*** Recorded information Section Begins ***
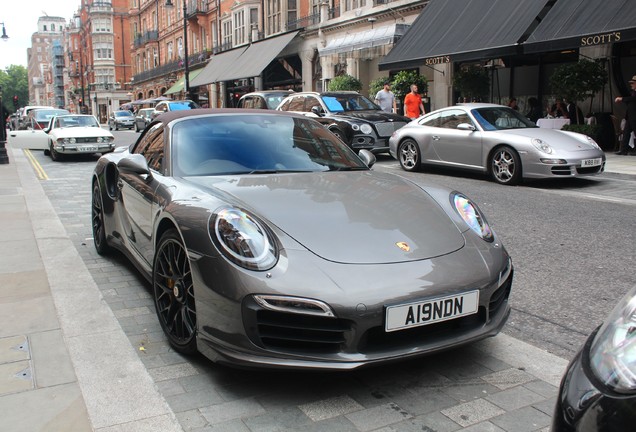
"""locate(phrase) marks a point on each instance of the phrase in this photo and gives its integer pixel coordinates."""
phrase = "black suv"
(356, 120)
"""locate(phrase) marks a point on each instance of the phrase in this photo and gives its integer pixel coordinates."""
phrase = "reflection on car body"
(268, 242)
(496, 140)
(598, 389)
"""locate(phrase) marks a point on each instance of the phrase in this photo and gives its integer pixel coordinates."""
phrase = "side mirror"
(317, 110)
(134, 163)
(466, 126)
(367, 157)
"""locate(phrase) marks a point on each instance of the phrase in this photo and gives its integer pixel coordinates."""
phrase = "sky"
(20, 19)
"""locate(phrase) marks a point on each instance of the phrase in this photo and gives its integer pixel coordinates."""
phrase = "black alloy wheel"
(174, 293)
(54, 154)
(97, 221)
(409, 155)
(505, 166)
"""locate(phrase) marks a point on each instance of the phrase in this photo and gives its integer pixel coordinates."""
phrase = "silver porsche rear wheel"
(97, 221)
(409, 155)
(174, 293)
(505, 166)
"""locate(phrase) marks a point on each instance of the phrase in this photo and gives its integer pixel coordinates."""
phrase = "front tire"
(57, 157)
(174, 293)
(505, 166)
(409, 155)
(97, 222)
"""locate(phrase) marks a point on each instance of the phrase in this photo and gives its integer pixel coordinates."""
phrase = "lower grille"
(386, 129)
(292, 332)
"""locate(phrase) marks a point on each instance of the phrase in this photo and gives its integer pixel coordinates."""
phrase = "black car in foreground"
(352, 117)
(598, 390)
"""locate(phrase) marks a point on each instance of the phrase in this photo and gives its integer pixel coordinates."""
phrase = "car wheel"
(54, 154)
(505, 166)
(97, 220)
(174, 293)
(409, 155)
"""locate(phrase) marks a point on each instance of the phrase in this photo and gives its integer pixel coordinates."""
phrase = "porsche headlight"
(243, 239)
(364, 128)
(613, 349)
(593, 143)
(542, 145)
(473, 217)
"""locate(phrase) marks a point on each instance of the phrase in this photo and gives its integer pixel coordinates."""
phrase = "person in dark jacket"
(534, 112)
(630, 117)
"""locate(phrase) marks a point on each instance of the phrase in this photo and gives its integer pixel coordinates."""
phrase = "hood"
(558, 139)
(372, 116)
(347, 217)
(83, 132)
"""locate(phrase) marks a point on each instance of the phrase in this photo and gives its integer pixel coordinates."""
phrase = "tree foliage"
(472, 82)
(578, 81)
(345, 82)
(376, 85)
(15, 82)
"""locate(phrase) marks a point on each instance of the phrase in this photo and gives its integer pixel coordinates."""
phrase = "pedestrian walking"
(413, 106)
(386, 99)
(630, 117)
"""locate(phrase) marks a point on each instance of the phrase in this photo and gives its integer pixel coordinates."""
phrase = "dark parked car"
(167, 106)
(598, 390)
(121, 119)
(268, 242)
(266, 99)
(357, 121)
(142, 118)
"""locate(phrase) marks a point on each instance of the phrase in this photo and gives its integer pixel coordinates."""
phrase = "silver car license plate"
(431, 311)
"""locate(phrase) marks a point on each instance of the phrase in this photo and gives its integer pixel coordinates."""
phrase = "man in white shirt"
(386, 99)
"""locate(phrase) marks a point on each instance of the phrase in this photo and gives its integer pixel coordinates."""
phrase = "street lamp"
(169, 4)
(4, 36)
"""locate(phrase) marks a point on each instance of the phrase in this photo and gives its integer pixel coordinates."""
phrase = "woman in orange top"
(413, 106)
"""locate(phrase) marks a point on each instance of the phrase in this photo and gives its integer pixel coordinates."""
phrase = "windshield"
(46, 115)
(257, 144)
(176, 106)
(76, 121)
(348, 102)
(501, 118)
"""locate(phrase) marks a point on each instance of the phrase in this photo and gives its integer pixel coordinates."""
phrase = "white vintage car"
(66, 135)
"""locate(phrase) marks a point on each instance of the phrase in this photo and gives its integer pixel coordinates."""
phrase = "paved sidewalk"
(67, 365)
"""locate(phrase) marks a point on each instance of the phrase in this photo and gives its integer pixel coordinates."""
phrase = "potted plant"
(345, 82)
(578, 81)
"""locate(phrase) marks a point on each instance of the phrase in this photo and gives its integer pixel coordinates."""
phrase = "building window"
(239, 27)
(291, 11)
(273, 16)
(227, 33)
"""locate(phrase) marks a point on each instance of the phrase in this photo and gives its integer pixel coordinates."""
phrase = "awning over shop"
(180, 84)
(464, 30)
(256, 57)
(383, 35)
(216, 66)
(578, 23)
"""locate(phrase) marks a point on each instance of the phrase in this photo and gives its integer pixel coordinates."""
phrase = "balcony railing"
(174, 66)
(149, 36)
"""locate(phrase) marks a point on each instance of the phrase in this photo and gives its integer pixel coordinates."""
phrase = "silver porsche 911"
(495, 140)
(268, 242)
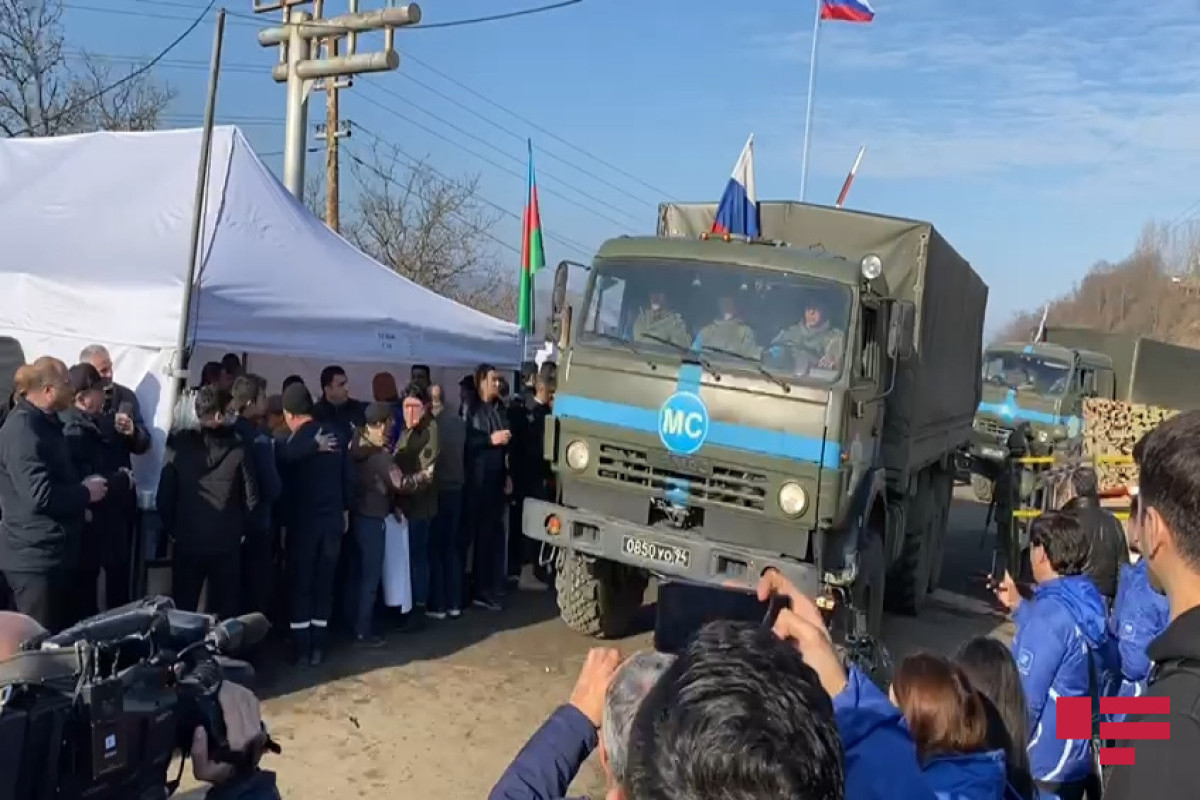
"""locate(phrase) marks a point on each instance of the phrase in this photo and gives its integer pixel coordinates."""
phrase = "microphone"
(238, 632)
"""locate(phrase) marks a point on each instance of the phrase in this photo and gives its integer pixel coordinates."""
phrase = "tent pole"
(181, 355)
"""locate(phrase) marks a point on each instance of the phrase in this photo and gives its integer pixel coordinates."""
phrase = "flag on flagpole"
(533, 254)
(847, 11)
(1041, 335)
(738, 209)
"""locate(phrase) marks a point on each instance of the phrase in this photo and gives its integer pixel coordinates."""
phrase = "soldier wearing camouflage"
(815, 337)
(658, 324)
(730, 334)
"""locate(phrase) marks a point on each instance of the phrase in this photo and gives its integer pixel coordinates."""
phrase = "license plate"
*** Recorded information Section Ends ***
## Work required
With images excluded, write the records above out again exactly.

## Solution below
"""locate(phrase) marks a point on each instance of the phrase in this photo and gives its integer pixel coordinates."""
phrase = "black suv"
(356, 120)
"""locate(phrase) marks a point on each instance of the phrase in this photo and gives its integer pixel coordinates."""
phrase = "reflection on car body"
(268, 242)
(496, 140)
(598, 389)
"""locate(phrase) marks a point on each instance of the phrase in this photo and gives its integer pixel coordinates."""
phrase = "side mirror"
(317, 110)
(134, 163)
(466, 126)
(367, 157)
"""locate(phrase) marks a point on each instance of the phrase in this photo and gives its integer pixel coordinates."""
phrase = "sky"
(20, 19)
"""locate(phrase) marks a point on each instance of the phrase in this photo and gives its integer pixel coordinates."""
phrase = "black alloy wheel"
(174, 293)
(54, 154)
(97, 221)
(409, 155)
(505, 166)
"""locate(phrase) marks a point on each instance of the phrase in this photo and gives its integer pixel coordinates."""
phrase = "silver porsche rear wheel"
(97, 221)
(409, 155)
(174, 293)
(505, 166)
"""locate(phrase) marks a point on each instance of the phrase in this photo and gives its integer pixel coordinates."""
phrase = "front tire"
(57, 157)
(174, 293)
(505, 166)
(409, 155)
(97, 222)
"""locate(phrase) marks a point on each instance of the phrase in this photo and gives its integer pixel coordinates."""
phrase = "lower grille"
(386, 129)
(292, 332)
"""locate(phrase) marks a point on each instance of the phrase in this photo and gives its integer pixel coordinates."""
phrase = "black car in foreground"
(352, 117)
(598, 390)
"""locate(phrase) marks a point on each instance of the phrase in this photo and gives its integer pixel coordinates."""
phrase = "car wheel"
(54, 154)
(505, 166)
(97, 220)
(174, 293)
(409, 155)
"""locate(phrase) marks a point on each instance of the phrase in this photo and gives its integer pixel coordinates."""
phrase = "porsche headlight"
(243, 239)
(364, 128)
(613, 349)
(593, 143)
(542, 145)
(473, 217)
"""locate(phrase) marks a point on each instance of the phrase in this photo and gives its integer pixel coordinates."""
phrase = "person in dark jacket"
(534, 112)
(630, 117)
"""locate(phrase) marks a point on each instance of the phrase in this photo and gives its integer pixel coordinates."""
phrase = "hood"
(558, 139)
(372, 116)
(347, 217)
(83, 132)
"""locate(phrase) marks a point on each instance of the phrase in this photo and gives its integer pixel coordinates."""
phrase = "tree foliage"
(472, 82)
(578, 81)
(345, 82)
(376, 85)
(15, 82)
"""locate(phrase) marks a point on each instance of the phrase in this photo and gives its integer pixel coordinates."""
phrase = "pedestrian walking"
(413, 106)
(386, 99)
(630, 117)
"""locate(phrase) marks a point on each instance of the phrase in this photo and gives its integer pixel coordinates."""
phrase = "dark parked car"
(167, 106)
(598, 390)
(121, 119)
(268, 242)
(266, 99)
(357, 121)
(142, 118)
"""locate(phrase) marks a point on each instance of the phrase in this photo and gives its integer pixel coordinates."""
phrase = "silver car license plate"
(431, 311)
"""locate(phrase) marks a point on each instance of the phrase in this photo and gives its integer pixel coordinates."""
phrase = "man in white shirt"
(386, 99)
"""locate(phrase) marks a point on each instance of the phrase in this photo and gives its integer pixel coordinates."""
phrase = "street lamp"
(169, 4)
(4, 36)
"""locate(phrase) marks a point on each instance of the phrase in this photo and gives its integer pixel coordinates."""
phrase = "woman in orange top"
(413, 106)
"""locate(phrase) marks a point on each instance of the phrase in this photo and gives its integer pixel coordinates."""
phrase = "windshield"
(46, 115)
(257, 144)
(176, 106)
(76, 121)
(348, 102)
(501, 118)
"""locate(phrase) marks a point on each instance of the phrase in this photo and gives its integer pixel coordinates."""
phrase = "white vintage car"
(66, 135)
"""locate(phrase) marks a point on each instance of the phrase in this photo and gives its integer pixel coordinates."""
phrase = "paved sidewalk"
(67, 365)
"""locate(phrase) marks a point on each instance of the phrase in this photo and gives its integer pixel coordinates."""
phrase = "potted plant"
(345, 82)
(578, 81)
"""locate(phrase) marks a point on each instance of the phrase in this photo and gives its integer pixel coordinates."""
phrase = "building window"
(239, 27)
(291, 11)
(273, 16)
(227, 33)
"""locate(phrase) marks a point on each instance of the phrase in this photo and gives its integer pixel coordinates."""
phrase = "awning over shop"
(180, 84)
(464, 30)
(256, 57)
(383, 35)
(216, 66)
(578, 23)
"""locate(phrase) marks a point on each instance of the phrase in this photo and gives its integer pixel coordinates."""
phrase = "balcony railing"
(174, 66)
(149, 36)
"""locate(phrase) marks a point on each instance of the phrase in this photo and gives its integer pixel coordinates."""
phrase = "silver porsche 911"
(495, 140)
(268, 242)
"""locate(phrase) marks a point on each instance of the phrase in this photo and gives its integer pixel coordinates."""
phrase = "microphone"
(238, 632)
"""locate(phrase) marks a point on each instance of the phrase in this photo and gives its integer pixel coordinates."""
phrase = "tent pole"
(181, 355)
"""locate(phrase) marks a point on each instance of the phrase in this photo and gives its integer pixel coordinates."""
phrase = "flag on flagpole"
(533, 254)
(847, 11)
(1041, 335)
(738, 209)
"""locate(phrase) marks a point on each instance of the phrase in this photo and gives its integer pixel coordinates."""
phrase = "soldier wearing camouflage"
(815, 337)
(658, 324)
(730, 334)
"""locate(phrase) marks a point on each instance of the phrase in this photo and gives its integer pixel coordinates."""
phrase = "license plate"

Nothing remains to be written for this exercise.